▶ [Task prompt] How many lines within the records include the word "hurdle"? Only that number should be given.

# # #

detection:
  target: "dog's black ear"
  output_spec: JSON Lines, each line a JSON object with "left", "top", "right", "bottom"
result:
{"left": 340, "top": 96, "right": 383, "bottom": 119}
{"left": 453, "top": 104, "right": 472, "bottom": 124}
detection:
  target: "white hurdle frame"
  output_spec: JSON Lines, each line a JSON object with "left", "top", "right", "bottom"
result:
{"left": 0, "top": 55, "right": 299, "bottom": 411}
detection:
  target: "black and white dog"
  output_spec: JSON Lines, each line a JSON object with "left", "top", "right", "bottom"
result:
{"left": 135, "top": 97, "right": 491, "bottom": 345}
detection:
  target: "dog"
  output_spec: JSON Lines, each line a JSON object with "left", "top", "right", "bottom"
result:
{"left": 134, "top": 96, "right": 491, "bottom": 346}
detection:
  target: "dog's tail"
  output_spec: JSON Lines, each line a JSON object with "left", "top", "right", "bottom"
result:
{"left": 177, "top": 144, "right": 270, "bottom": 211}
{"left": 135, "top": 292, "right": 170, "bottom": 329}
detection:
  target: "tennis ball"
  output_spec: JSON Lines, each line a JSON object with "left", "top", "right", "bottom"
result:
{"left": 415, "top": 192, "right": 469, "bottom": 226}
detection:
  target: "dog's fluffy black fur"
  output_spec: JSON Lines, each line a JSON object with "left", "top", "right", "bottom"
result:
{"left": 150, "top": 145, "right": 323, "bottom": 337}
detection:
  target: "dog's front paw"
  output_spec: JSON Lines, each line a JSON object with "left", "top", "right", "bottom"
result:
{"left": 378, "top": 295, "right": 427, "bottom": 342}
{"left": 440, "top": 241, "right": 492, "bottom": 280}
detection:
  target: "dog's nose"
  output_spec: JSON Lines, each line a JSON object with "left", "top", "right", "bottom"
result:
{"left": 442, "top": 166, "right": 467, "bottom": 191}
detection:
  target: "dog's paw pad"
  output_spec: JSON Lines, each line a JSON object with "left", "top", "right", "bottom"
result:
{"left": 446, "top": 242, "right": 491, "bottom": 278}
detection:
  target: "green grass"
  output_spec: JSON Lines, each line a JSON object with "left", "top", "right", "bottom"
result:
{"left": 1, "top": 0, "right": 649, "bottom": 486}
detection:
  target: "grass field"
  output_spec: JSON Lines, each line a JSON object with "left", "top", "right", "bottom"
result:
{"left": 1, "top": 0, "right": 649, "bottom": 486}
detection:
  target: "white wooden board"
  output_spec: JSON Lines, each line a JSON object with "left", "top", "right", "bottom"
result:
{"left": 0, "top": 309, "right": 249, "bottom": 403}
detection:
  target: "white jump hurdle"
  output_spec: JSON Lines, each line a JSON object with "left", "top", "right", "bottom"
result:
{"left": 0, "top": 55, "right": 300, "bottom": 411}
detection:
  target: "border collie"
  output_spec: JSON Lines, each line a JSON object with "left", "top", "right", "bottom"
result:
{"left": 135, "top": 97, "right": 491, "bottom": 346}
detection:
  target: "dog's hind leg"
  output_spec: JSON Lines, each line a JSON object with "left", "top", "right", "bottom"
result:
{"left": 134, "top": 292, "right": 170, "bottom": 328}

# # #

▶ [Written solution] 2